◆ EXERCISE GOAL: Which lines in the data below contain the word "sidewalk"? Report each of them in full.

◆ RECORDS PROVIDED:
-=-=-
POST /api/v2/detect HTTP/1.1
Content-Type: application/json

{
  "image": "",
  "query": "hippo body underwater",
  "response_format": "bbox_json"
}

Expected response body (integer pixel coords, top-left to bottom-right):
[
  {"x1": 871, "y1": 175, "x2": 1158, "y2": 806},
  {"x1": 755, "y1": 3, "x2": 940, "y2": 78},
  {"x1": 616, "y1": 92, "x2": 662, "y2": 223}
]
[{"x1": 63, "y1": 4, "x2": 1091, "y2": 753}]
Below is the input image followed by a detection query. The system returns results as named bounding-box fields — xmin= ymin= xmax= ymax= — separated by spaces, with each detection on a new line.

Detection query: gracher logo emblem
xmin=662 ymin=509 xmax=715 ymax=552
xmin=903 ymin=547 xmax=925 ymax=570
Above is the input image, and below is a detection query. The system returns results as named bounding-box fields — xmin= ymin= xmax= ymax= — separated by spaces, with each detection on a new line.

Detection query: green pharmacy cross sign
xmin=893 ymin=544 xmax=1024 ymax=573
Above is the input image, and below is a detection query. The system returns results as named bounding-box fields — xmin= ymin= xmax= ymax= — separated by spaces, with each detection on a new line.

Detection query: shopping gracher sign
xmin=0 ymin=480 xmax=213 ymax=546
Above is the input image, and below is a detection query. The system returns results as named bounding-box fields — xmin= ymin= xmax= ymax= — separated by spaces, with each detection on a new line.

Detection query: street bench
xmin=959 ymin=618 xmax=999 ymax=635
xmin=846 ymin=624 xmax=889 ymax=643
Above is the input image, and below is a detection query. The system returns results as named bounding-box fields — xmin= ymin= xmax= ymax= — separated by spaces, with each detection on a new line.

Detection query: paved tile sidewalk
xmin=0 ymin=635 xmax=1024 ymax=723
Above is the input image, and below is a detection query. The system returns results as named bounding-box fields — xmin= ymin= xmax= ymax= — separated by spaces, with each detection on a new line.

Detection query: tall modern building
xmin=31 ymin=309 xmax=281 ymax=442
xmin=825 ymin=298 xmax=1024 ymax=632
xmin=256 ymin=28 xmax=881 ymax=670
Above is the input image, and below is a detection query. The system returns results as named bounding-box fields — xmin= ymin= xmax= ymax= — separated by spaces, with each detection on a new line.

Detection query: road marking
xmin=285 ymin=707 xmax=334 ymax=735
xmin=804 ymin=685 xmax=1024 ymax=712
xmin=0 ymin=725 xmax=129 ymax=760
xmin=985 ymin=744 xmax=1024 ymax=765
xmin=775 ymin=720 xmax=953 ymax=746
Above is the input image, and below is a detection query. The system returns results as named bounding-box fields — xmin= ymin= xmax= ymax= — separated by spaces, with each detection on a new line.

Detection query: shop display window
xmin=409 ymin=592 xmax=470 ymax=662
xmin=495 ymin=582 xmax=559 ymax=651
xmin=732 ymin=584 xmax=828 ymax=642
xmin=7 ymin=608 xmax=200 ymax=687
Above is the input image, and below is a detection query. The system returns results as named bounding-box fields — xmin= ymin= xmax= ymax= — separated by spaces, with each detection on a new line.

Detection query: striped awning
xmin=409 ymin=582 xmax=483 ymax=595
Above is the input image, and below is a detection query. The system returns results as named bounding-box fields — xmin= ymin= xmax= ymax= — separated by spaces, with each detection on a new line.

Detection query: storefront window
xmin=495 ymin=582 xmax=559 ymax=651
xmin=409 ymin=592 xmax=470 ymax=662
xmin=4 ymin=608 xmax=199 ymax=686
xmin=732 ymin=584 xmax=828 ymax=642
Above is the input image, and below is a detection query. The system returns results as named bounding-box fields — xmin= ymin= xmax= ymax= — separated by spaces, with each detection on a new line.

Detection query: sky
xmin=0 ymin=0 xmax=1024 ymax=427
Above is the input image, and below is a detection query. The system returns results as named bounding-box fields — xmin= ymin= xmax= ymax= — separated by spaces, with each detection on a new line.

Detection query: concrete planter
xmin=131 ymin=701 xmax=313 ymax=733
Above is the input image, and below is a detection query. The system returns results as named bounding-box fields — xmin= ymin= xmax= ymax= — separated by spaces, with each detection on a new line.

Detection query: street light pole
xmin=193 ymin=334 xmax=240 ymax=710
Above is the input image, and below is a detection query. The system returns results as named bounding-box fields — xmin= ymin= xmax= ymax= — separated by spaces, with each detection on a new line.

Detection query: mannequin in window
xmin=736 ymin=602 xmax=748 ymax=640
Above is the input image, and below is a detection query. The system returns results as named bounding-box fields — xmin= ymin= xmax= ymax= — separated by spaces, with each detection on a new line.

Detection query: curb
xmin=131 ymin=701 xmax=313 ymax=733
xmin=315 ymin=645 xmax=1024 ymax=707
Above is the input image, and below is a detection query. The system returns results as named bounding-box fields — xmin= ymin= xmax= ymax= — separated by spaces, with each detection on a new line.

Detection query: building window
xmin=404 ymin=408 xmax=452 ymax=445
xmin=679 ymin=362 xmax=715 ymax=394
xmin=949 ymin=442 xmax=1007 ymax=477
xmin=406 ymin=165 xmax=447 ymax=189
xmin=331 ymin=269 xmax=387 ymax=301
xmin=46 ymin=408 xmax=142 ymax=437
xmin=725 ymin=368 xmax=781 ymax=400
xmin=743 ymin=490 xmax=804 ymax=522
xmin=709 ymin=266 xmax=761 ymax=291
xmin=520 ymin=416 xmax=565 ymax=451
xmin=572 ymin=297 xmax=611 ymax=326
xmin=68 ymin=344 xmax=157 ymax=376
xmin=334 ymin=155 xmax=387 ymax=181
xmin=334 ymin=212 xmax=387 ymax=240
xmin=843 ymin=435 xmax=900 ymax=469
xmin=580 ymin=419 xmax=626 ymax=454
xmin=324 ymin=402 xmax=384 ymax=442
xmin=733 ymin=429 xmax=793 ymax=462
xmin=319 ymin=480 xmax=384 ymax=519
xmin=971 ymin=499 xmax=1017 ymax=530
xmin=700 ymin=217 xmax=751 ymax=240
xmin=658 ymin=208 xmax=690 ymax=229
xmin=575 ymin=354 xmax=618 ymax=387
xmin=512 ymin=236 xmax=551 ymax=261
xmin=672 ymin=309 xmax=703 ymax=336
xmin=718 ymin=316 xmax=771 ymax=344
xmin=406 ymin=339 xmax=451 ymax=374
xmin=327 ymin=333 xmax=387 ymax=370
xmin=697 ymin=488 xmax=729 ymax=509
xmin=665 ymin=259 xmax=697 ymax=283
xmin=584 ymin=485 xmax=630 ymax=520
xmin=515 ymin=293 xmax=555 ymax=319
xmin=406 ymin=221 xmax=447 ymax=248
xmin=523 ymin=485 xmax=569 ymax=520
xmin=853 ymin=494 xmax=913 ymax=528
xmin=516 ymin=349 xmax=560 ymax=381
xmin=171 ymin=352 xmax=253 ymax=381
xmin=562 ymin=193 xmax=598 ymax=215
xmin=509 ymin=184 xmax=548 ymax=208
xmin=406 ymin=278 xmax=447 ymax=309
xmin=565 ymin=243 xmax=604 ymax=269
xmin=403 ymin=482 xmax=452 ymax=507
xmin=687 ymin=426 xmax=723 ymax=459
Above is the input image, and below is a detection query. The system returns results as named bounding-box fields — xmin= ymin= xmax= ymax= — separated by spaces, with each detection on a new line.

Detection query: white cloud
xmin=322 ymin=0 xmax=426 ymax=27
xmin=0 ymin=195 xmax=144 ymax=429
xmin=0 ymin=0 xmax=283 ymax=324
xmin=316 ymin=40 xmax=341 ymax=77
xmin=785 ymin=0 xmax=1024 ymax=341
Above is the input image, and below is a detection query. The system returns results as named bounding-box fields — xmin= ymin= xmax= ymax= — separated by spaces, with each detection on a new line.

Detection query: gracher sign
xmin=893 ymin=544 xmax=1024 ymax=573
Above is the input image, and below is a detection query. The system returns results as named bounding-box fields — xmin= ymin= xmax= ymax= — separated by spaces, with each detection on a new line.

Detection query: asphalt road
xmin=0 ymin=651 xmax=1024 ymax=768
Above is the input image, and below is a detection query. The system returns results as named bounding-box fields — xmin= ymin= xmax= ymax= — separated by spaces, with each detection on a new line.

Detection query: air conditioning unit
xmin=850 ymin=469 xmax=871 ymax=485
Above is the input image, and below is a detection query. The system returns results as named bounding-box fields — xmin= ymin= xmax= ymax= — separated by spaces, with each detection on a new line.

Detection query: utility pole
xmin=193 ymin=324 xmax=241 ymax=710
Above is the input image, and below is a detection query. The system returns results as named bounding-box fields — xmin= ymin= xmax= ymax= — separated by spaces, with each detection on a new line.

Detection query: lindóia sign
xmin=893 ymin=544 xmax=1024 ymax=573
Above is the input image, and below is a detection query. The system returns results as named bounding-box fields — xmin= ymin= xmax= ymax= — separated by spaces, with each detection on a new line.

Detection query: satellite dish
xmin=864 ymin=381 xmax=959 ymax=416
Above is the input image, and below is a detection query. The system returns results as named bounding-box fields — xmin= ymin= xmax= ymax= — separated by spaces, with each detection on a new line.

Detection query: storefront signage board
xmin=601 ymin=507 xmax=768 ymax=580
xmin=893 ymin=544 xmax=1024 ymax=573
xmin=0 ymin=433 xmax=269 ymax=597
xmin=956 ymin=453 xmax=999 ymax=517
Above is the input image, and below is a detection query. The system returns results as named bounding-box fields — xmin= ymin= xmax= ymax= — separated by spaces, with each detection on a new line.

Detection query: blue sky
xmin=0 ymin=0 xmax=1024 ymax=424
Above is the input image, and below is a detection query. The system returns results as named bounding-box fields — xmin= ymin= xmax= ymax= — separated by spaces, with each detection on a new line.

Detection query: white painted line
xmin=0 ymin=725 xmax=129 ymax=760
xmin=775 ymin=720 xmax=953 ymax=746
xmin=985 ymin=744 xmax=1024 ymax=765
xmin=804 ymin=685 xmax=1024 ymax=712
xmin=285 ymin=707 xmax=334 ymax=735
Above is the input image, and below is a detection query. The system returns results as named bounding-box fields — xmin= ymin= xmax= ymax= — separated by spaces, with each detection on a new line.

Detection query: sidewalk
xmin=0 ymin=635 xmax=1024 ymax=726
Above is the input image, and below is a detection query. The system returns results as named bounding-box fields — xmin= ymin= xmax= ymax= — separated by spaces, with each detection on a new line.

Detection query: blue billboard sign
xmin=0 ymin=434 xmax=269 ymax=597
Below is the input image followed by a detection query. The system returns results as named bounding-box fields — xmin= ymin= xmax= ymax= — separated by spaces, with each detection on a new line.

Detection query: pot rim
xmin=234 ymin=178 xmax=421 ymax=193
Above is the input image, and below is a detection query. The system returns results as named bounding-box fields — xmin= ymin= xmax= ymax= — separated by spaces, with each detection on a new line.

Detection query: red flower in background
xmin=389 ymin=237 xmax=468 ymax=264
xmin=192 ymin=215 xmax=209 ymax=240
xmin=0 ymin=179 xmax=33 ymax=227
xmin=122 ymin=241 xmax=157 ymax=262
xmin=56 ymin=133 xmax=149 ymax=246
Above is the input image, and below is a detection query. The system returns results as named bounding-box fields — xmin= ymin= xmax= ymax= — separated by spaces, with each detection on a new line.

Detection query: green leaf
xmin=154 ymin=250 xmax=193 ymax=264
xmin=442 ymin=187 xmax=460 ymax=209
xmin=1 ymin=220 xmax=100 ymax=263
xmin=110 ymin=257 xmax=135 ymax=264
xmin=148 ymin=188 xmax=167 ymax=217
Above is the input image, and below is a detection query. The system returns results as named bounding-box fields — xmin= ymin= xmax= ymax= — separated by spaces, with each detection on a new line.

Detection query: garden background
-=-=-
◆ RESULT FOR THIS EXERCISE:
Detection query: paved tile sidewalk
Detection query: sidewalk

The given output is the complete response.